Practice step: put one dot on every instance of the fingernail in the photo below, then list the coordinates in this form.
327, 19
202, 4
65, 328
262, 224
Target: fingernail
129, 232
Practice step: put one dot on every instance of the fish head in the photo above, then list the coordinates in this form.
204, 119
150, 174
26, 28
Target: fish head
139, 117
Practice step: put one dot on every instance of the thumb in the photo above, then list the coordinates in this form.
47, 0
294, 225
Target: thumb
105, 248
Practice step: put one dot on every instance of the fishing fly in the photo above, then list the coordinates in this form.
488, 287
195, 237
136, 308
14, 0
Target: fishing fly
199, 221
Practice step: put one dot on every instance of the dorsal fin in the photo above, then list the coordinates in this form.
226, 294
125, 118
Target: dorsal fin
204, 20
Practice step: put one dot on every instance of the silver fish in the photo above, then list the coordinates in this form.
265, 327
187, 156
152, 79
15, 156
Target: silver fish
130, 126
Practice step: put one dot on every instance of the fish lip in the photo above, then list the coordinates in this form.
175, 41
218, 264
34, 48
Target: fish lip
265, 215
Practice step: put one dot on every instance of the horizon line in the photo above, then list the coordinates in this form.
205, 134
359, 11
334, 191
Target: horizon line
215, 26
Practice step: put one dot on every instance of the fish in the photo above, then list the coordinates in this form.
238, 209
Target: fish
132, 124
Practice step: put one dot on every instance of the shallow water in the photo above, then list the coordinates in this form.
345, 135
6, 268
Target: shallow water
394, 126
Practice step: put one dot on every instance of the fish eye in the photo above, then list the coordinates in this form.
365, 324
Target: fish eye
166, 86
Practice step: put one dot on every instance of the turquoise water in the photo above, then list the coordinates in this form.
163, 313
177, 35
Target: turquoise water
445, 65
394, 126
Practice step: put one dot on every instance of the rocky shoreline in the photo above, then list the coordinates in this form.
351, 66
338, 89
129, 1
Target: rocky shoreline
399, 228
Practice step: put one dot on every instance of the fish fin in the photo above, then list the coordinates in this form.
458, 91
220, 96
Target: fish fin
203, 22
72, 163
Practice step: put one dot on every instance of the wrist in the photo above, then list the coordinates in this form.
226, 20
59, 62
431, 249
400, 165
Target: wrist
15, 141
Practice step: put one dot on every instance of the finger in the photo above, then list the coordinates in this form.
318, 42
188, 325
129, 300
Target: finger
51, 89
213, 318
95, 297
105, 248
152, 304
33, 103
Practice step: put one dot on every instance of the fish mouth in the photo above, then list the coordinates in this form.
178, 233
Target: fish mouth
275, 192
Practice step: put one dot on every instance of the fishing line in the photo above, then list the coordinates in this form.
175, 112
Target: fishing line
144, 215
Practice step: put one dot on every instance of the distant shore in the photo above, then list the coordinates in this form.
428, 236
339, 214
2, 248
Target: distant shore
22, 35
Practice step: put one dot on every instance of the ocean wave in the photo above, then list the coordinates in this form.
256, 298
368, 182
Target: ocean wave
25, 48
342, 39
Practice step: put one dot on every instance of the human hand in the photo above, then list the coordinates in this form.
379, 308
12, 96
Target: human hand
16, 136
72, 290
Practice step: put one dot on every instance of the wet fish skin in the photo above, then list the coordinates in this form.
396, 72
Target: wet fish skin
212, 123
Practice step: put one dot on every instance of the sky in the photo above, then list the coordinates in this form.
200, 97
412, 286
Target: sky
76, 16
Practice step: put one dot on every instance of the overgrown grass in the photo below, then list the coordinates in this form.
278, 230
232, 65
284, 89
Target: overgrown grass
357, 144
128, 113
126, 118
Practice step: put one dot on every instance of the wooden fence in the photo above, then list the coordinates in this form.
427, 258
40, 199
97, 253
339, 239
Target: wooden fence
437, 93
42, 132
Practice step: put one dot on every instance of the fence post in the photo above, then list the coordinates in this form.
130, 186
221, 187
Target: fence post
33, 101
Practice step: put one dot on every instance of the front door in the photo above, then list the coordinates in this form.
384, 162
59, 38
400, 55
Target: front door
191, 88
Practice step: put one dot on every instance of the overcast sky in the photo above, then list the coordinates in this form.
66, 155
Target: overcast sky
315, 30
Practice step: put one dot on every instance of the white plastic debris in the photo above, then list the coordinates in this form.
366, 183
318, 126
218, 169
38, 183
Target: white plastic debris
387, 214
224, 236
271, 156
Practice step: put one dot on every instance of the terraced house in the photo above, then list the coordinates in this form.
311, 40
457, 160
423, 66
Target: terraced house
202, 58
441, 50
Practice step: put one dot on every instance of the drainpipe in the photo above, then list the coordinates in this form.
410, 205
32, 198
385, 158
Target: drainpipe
★ ★ ★
**THE TASK**
Reproduce all of the items above line for line, changing nothing.

**ANSWER TO THE PROBLEM**
Practice step: put one dot on every instance of the fingernail in the photo below, then list the coordinates in this form.
327, 19
202, 4
65, 328
262, 224
Target: fingernail
129, 232
Practice step: put one dot on every instance of the fish head in the photo above, then list the coordinates in this form.
204, 119
150, 174
26, 28
Target: fish head
139, 117
Practice step: put one dot on every instance of the thumb in the photo above, then list the coordinates in this form.
47, 0
294, 225
Target: thumb
105, 248
Practice step: put one dot on every instance of the fishing fly in the photo above, then list the coordinates in this form.
488, 287
195, 237
136, 308
14, 0
Target: fishing fly
199, 221
Practice step: put one dot on every instance of the dorsal fin in the photo above, then list the coordinates in this form.
226, 294
125, 118
Target: dorsal fin
204, 20
Practice step: put one dot on every instance of the silver fish in the photo above, then list the coordinates in this form.
265, 327
187, 156
152, 79
15, 156
Target: silver fish
130, 126
Practice step: put one dot on every instance of the fish lip in the photo above, then list the coordinates in this form.
175, 41
218, 264
34, 48
Target: fish lip
265, 215
Practice step: put one dot on every instance of the horizon line in the photo above, then list the coordinates in this form.
205, 134
359, 11
334, 191
Target: horizon line
215, 26
Practice step: put one dot on every instance of the fish in the photo above, then list the coordinates in this form.
238, 209
Target: fish
132, 124
Practice step: put one dot on every instance of the shallow water in the photo above, then list the coordinates in this form.
345, 135
6, 268
Target: shallow water
394, 126
Practice step: put one dot on every instance of the fish eye in the photo above, then list the coordinates in this form.
365, 324
Target: fish eye
166, 86
Practice step: put one dot on every instance of the turquoise water in the photo above, then list the coordinates in this form.
163, 313
177, 35
Target: turquoise water
445, 65
394, 126
Practice step: put one dot on every instance of the rocky shoreline in the photo above, then list the coordinates in this form.
351, 66
338, 89
129, 1
Target: rocky shoreline
399, 228
Practice step: put one dot on every instance of the fish fin in the photo above, then list the coordinates in this form.
458, 91
220, 96
Target: fish fin
203, 22
72, 163
Practice step: put one dot on every instance of the wrist in the photo above, then list the coordinates in this form.
226, 20
59, 62
431, 249
400, 165
Target: wrist
15, 141
Practice step: put one dot on every instance of the finger in the photo above, then list the coordinates in this form.
318, 42
188, 325
129, 300
Target: finger
51, 89
213, 318
95, 297
105, 248
152, 304
33, 103
Practice step: put one dot on every instance of the fish mouth in the photo above, then list the coordinates in this form.
178, 233
Target: fish mouth
275, 192
Practice step: put one dot on every instance of the fishing line in the photo above, then list the coordinates in this form.
175, 112
Target: fishing line
144, 215
Practice step: put one dot on every instance of the distant shore in the photo above, then list the coordinates in this form.
428, 236
339, 214
2, 248
Target: distant shore
22, 35
Practice step: put one dot on every instance of the ocean wave in the photo above, then list the coordinates in this form.
256, 298
368, 182
Target: ocean wave
25, 48
342, 39
Practice step: put one dot on every instance of the human hand in the photo above, then list the coordinates in this form.
379, 308
12, 96
Target: human hand
16, 136
72, 290
Practice step: put one dot on every instance of the wet fish skin in the photo above, then list the coordinates in this form.
396, 72
Target: wet fish skin
212, 123
Practice step: put one dot on every instance of the sky in the photo above, then list the coordinates in this form.
200, 97
412, 286
Target: sky
76, 16
Practice step: put one dot on every instance of the overgrown grass in the photo below, then list the coordinates in this form.
278, 230
232, 65
284, 89
Target: overgrown grass
357, 144
128, 113
126, 118
Practice step: put one dot on every instance of the wooden fence in the photo above, then list the coordinates in this form.
427, 258
40, 199
97, 253
339, 239
Target: wooden fence
437, 93
42, 132
Practice step: put one dot on every instance of the fence post in the photo above, then list the coordinates in this form.
130, 186
221, 187
Target: fence post
33, 101
Practice step: put one dot on every instance of the front door in the photo above, then list the coordinates in this form.
384, 162
59, 38
400, 55
Target: front door
191, 88
Practice step: put one dot on every instance of the overcast sky in the photo above, then list the coordinates in this form.
66, 155
Target: overcast sky
315, 30
Practice step: put one dot on every instance of the white plastic debris in the photo above, then list the coordinates in this form.
366, 183
318, 126
218, 169
38, 183
Target: white plastic debris
387, 214
224, 236
271, 156
Practice step: put one dot on every instance of the terraced house in the photo above, then list the coordinates in this form.
311, 40
457, 160
423, 66
Target: terraced house
202, 58
441, 50
Practice step: put one dot on every instance of the drainpipe in the photo above, then list the coordinates in this form.
410, 205
32, 198
385, 158
Target: drainpipe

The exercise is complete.